The World’s most urgent need is…not Climate Change!

Twitter is mainly enraged at what appears to be a banner outside of a church building in Glasgow. It reads:

The World’s most urgent need is churches preaching Christ crucified not climate change

To be fair, some opponents have agreed with the exact statement, if not the sentiment. The world really does not need climate change!

If the banner is meant to enrage the masses, it’s a spectacular piece of trolling which is having the desired effect. But if you’re enraged by this message, don’t be, it’s probably not for you! I doubt that the church in question believe that President Biden is going to pass in his motorcade and ask the driver to pull over while he contemplates the possibility that his policies are flawed.

Instead, the banner is probably a comment on the poor state of the UK church. But again, I doubt they expect it to encourage errant christians and churches to return to a more conservative fold.

Most likely this communication is a form of virtue signalling, admittedly a charge more often made against liberals. The banner sends a clear message, to supporters, that they are standing fast in the face of the misguided woke church and climate alarmists.

And part of me gets it. I have been concerned about the environment for many years. But I am getting a little sick of churches trying to be ‘relevant’. It’s hard to get through a month without being told you need to dedicate the following Sunday to an issue, charity or campaign. And environmentalism constitutes the motherload for activist Christians.

For Christians, preaching Christ crucified is vital. So, instead of trying to argue the importance of mitigating climate change, I want to take the banner at face value.

The reason I wanted to respond is because the banner deals with preaching, one of the main topics of this blog. Sharing the Good News about the life, death and resurrection of Jesus Christ, is a core activity for the Church. Many associated churches will take this statement as affirmation that they are on the right track. We preach Christ crucified at every service. But the question is, who is listening?
□ □ □ □
● COMPLETE THE FOLLOWING:
1) In the post about the church banner, give the passage again starting at "If the banner" and ending at "policies are flawed.", changing "motorcade" to "limousine".
2) Answer these questions from the post about the church banner:
(a) In which city is the church building with the banner?
(b) What does the writer say environmentalism constitutes for activist Christians?
(c) What is one of the main topics of the writer's blog?
3) According to the post about the church banner, why did the writer want to respond to the banner?

● DATA FOR REVIEW:
□ □ □ □
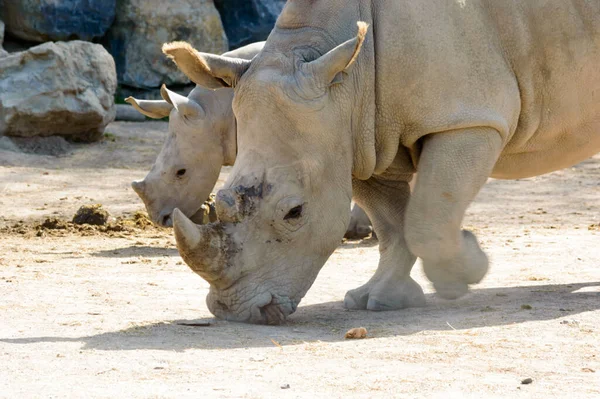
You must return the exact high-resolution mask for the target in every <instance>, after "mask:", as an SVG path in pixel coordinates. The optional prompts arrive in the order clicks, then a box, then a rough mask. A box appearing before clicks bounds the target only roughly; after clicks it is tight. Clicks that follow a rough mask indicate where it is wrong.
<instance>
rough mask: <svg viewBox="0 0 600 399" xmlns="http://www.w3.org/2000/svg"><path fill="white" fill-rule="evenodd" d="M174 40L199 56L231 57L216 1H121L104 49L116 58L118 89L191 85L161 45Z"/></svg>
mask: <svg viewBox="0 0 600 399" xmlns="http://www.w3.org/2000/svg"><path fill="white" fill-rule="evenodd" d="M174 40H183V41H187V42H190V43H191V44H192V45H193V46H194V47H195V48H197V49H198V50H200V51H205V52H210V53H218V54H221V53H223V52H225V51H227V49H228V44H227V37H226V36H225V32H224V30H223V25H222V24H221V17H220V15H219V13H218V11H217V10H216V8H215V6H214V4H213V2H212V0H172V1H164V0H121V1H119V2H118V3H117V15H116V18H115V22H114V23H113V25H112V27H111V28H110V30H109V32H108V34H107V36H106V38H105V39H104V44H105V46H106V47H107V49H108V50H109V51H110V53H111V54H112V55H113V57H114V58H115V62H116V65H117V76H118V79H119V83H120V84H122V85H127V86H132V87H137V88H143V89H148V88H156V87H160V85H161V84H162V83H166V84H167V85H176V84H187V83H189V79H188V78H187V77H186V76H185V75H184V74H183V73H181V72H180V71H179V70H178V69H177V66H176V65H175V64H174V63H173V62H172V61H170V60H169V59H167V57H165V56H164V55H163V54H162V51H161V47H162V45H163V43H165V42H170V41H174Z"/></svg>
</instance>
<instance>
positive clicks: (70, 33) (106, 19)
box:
□ □ □ □
● OUTPUTS IN ORDER:
1)
If the banner is meant to enrage the masses, it’s a spectacular piece of trolling which is having the desired effect. But if you’re enraged by this message, don’t be, it’s probably not for you! I doubt that the church in question believe that President Biden is going to pass in his limousine and ask the driver to pull over while he contemplates the possibility that his policies are flawed.

2)
(a) Glasgow.
(b) The motherload.
(c) Preaching.

3) The writer wanted to respond because the banner deals with preaching, which is one of the main topics of the writer's blog.